§ **EXERCISE PROMPT**
Reproduce the data from the line containing "Place a dot on every instance of the green plant" down through the line containing "(576, 1309)", substituting "point" for every occurrence of "dot" and leaving all else unchanged.

§ **DATA FOR THIS TASK**
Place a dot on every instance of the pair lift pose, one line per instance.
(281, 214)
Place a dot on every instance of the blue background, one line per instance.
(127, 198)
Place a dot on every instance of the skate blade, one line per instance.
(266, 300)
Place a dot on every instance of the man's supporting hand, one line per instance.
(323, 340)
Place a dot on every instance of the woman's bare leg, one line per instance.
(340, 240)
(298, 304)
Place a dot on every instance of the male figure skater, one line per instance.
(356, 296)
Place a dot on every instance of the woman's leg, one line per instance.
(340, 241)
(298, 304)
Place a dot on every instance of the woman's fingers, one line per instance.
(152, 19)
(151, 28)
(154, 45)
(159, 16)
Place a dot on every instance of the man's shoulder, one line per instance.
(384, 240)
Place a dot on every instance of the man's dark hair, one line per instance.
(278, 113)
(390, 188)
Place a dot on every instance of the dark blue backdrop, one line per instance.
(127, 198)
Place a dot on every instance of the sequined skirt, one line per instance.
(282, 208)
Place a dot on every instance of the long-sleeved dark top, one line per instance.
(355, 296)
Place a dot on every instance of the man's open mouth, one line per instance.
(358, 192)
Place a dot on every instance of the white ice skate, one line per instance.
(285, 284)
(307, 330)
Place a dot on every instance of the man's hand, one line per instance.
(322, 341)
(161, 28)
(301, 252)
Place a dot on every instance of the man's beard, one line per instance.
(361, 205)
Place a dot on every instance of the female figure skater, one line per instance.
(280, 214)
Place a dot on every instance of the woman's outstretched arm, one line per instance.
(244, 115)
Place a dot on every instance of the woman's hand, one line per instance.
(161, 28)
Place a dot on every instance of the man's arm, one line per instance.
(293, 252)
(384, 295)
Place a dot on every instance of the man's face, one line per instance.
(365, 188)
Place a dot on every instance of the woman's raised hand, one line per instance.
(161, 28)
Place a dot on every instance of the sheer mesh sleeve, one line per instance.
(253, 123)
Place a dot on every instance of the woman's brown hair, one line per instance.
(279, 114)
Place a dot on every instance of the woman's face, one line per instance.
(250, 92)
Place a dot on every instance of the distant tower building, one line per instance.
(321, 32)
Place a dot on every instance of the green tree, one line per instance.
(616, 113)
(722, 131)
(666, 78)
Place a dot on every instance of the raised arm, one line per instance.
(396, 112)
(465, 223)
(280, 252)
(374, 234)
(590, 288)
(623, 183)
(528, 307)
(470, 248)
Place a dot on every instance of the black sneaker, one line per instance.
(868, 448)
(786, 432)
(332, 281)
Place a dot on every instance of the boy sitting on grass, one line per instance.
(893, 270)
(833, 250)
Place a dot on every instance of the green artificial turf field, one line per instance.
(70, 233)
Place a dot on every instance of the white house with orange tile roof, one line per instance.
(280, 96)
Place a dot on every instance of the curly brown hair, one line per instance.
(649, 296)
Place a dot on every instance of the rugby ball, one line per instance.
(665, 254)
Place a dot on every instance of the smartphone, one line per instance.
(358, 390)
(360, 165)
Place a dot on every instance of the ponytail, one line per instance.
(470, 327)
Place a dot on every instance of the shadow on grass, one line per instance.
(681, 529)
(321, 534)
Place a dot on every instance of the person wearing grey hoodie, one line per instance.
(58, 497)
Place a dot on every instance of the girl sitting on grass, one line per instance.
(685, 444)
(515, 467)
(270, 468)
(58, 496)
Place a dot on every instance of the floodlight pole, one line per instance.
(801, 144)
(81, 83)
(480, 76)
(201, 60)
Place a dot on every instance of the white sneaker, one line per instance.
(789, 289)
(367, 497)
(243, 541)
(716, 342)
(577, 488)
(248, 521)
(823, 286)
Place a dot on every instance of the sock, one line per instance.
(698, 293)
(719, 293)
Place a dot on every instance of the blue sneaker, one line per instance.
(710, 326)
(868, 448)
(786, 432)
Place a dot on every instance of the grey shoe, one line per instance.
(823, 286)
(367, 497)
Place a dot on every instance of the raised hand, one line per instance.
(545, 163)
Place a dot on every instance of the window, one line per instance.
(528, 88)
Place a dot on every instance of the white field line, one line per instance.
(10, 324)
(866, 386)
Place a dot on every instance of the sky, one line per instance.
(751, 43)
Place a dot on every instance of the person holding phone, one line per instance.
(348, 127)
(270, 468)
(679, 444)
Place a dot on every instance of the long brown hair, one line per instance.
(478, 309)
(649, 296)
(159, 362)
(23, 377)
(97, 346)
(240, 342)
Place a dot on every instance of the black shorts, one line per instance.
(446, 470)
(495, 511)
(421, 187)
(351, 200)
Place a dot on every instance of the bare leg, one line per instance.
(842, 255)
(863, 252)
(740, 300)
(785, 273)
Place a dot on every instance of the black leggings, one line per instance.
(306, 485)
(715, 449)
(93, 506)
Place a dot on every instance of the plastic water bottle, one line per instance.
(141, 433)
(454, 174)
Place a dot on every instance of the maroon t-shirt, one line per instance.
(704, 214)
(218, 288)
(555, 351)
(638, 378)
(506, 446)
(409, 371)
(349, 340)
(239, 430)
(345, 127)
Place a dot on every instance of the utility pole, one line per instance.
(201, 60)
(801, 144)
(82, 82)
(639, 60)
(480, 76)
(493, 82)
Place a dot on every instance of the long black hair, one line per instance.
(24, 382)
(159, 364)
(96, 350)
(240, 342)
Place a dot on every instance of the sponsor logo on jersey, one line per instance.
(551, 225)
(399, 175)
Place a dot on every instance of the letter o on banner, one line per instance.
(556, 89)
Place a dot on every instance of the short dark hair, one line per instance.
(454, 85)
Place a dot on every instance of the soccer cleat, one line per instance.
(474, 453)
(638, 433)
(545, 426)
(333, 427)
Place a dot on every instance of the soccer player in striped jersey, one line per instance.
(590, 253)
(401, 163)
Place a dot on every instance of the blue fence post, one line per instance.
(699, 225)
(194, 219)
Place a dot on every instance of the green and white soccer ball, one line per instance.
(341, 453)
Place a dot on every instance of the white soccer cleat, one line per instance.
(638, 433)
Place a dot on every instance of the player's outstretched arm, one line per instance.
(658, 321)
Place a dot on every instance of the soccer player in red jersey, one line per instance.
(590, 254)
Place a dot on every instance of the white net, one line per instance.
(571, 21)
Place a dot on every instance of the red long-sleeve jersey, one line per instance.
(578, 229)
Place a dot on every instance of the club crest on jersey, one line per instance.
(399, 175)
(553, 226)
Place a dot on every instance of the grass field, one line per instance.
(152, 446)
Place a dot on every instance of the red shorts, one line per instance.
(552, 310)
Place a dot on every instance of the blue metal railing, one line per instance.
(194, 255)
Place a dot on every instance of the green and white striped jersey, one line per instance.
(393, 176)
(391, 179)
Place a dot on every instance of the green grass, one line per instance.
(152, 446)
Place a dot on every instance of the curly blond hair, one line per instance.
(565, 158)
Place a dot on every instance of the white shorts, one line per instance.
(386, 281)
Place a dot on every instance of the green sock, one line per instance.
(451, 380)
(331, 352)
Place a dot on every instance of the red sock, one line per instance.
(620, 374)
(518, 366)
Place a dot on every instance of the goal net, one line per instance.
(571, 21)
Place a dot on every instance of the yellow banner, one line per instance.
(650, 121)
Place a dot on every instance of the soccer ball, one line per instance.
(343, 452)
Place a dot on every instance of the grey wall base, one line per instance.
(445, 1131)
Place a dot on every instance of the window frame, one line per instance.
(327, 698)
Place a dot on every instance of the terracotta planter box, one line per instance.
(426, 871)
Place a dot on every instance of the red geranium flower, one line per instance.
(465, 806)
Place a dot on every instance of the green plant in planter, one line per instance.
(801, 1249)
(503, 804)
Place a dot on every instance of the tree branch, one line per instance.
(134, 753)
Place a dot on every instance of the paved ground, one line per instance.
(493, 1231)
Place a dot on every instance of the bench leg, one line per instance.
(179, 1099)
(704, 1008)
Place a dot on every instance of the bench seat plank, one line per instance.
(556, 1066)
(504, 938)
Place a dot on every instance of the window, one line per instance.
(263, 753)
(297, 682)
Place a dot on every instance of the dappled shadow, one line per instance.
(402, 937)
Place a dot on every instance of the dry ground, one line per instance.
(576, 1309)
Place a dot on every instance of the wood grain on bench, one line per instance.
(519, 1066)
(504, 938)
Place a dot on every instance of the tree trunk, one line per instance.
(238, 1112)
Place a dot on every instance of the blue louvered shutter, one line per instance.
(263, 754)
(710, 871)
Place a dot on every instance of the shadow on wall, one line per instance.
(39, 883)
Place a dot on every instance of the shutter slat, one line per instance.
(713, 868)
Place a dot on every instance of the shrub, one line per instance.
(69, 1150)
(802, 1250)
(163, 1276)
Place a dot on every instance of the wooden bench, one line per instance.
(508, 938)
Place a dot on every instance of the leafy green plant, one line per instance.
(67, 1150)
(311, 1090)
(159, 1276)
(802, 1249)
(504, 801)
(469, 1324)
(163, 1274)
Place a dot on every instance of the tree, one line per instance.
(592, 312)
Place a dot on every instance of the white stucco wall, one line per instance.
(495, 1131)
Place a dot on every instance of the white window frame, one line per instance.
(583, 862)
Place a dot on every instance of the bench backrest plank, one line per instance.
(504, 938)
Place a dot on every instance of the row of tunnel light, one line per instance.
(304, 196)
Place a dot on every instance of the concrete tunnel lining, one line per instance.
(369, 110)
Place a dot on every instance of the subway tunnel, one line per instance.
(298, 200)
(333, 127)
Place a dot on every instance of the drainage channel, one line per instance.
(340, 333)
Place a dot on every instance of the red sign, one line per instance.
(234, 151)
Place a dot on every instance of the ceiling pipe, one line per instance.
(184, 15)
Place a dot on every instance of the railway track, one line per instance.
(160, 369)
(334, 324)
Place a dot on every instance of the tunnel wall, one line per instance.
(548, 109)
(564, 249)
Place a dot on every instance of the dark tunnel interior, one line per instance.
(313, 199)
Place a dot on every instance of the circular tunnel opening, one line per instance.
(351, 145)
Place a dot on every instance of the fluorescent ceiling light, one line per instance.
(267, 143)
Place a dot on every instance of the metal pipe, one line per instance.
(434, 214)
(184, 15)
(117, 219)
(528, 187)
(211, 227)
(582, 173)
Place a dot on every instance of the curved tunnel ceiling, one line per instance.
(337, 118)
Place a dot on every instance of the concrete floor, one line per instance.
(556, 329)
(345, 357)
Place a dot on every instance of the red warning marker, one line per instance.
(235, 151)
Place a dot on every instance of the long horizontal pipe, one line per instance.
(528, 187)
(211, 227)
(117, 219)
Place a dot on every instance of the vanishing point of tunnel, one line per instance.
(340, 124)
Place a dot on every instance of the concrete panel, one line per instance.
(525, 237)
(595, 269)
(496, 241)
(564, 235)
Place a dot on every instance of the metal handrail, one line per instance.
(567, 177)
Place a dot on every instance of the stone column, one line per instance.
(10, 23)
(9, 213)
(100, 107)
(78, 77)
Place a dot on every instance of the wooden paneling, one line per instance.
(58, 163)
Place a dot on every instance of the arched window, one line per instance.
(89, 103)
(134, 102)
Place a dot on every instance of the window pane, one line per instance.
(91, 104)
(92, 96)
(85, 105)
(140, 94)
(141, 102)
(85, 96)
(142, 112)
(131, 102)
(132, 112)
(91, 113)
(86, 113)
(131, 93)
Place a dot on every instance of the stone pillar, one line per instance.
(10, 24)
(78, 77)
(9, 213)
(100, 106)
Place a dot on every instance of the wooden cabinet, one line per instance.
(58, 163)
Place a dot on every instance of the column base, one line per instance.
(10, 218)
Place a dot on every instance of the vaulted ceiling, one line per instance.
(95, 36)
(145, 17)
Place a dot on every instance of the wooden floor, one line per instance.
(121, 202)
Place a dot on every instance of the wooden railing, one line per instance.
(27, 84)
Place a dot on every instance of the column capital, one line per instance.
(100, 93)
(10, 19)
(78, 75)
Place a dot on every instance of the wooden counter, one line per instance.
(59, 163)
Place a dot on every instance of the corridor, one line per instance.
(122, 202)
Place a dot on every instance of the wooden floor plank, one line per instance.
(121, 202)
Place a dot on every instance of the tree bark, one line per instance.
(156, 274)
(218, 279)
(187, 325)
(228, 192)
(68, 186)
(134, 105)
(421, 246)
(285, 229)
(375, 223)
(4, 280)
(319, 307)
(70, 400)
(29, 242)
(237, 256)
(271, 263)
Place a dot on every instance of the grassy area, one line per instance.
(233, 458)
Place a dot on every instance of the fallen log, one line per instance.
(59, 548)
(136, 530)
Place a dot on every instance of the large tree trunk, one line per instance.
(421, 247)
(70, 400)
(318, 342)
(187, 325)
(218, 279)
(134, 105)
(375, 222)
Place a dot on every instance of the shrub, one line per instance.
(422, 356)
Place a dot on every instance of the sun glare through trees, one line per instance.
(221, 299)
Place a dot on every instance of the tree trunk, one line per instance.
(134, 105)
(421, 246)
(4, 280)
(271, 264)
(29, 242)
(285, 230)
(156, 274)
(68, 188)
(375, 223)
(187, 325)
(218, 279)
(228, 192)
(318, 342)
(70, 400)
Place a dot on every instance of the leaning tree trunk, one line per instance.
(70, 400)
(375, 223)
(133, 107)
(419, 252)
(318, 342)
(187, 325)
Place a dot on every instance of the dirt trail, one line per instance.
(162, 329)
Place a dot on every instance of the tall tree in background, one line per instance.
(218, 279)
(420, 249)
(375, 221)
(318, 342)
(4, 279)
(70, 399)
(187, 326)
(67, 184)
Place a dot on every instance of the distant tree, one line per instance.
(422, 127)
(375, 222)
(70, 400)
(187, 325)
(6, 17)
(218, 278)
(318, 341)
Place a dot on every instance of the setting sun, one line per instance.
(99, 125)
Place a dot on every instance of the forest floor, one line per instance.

§ **ANSWER IN FULL**
Place a point on every instance of the green plant in planter, one line per instance.
(801, 1249)
(503, 804)
Place a point on every instance of the tree branch, one line per instance.
(134, 753)
Place a point on every instance of the paved ground, one line per instance.
(493, 1231)
Place a point on every instance of the bench leg, one line per instance.
(179, 1099)
(704, 1008)
Place a point on every instance of the bench seat plank, one line per instance.
(556, 1066)
(504, 938)
Place a point on every instance of the window, one line per instance.
(263, 753)
(297, 682)
Place a point on every instance of the dappled shadow, one line per instance.
(402, 937)
Place a point on every instance of the dry ground, one line per instance.
(576, 1309)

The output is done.